O que se pede: Converta as linhas dos registros abaixo em uma lista JSON de strings, com uma string por linha e sem as linhas em branco. Deixe as imagens fora da resposta.
==============================
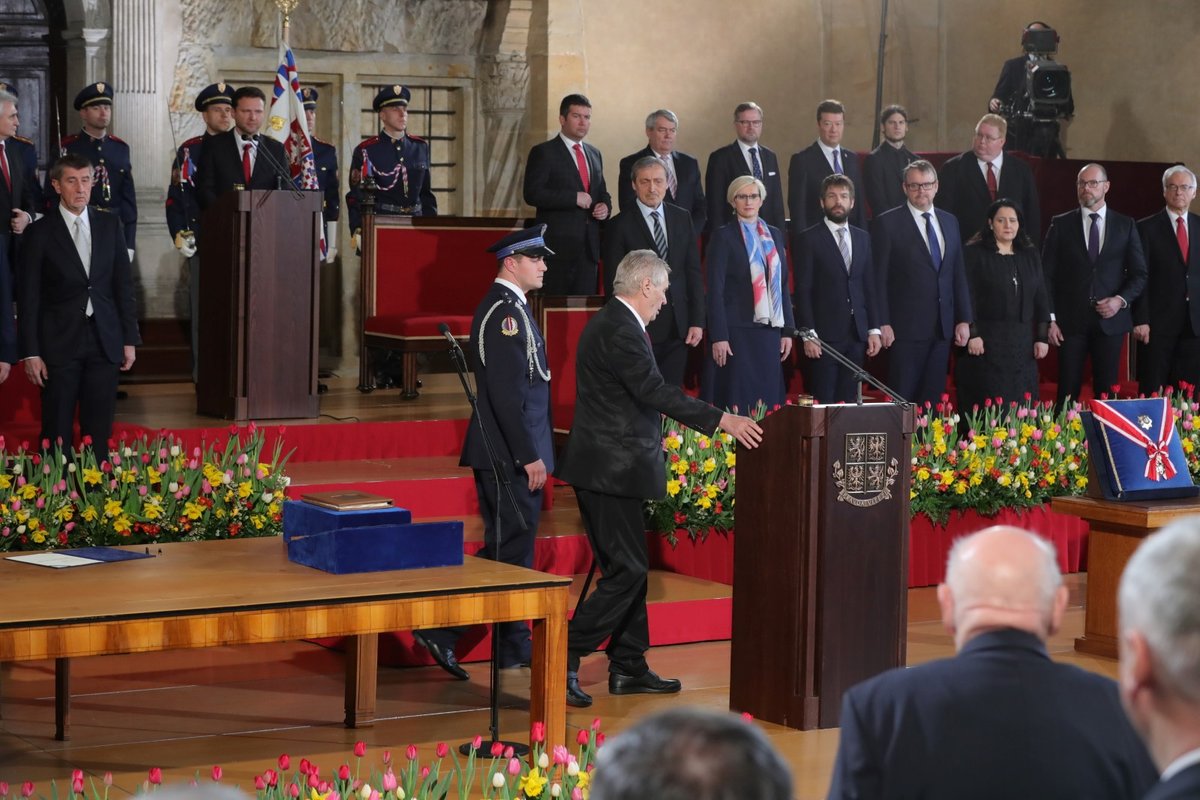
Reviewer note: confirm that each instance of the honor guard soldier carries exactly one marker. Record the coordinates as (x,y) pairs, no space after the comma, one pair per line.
(513,380)
(396,161)
(24,151)
(328,179)
(215,104)
(113,176)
==============================
Resultado do exercício:
[
  "Reviewer note: confirm that each instance of the honor guard soldier carries exactly one marker. Record the coordinates as (x,y) pairs, no space after the comma, one pair per line.",
  "(513,380)",
  "(396,161)",
  "(24,151)",
  "(328,179)",
  "(215,104)",
  "(113,176)"
]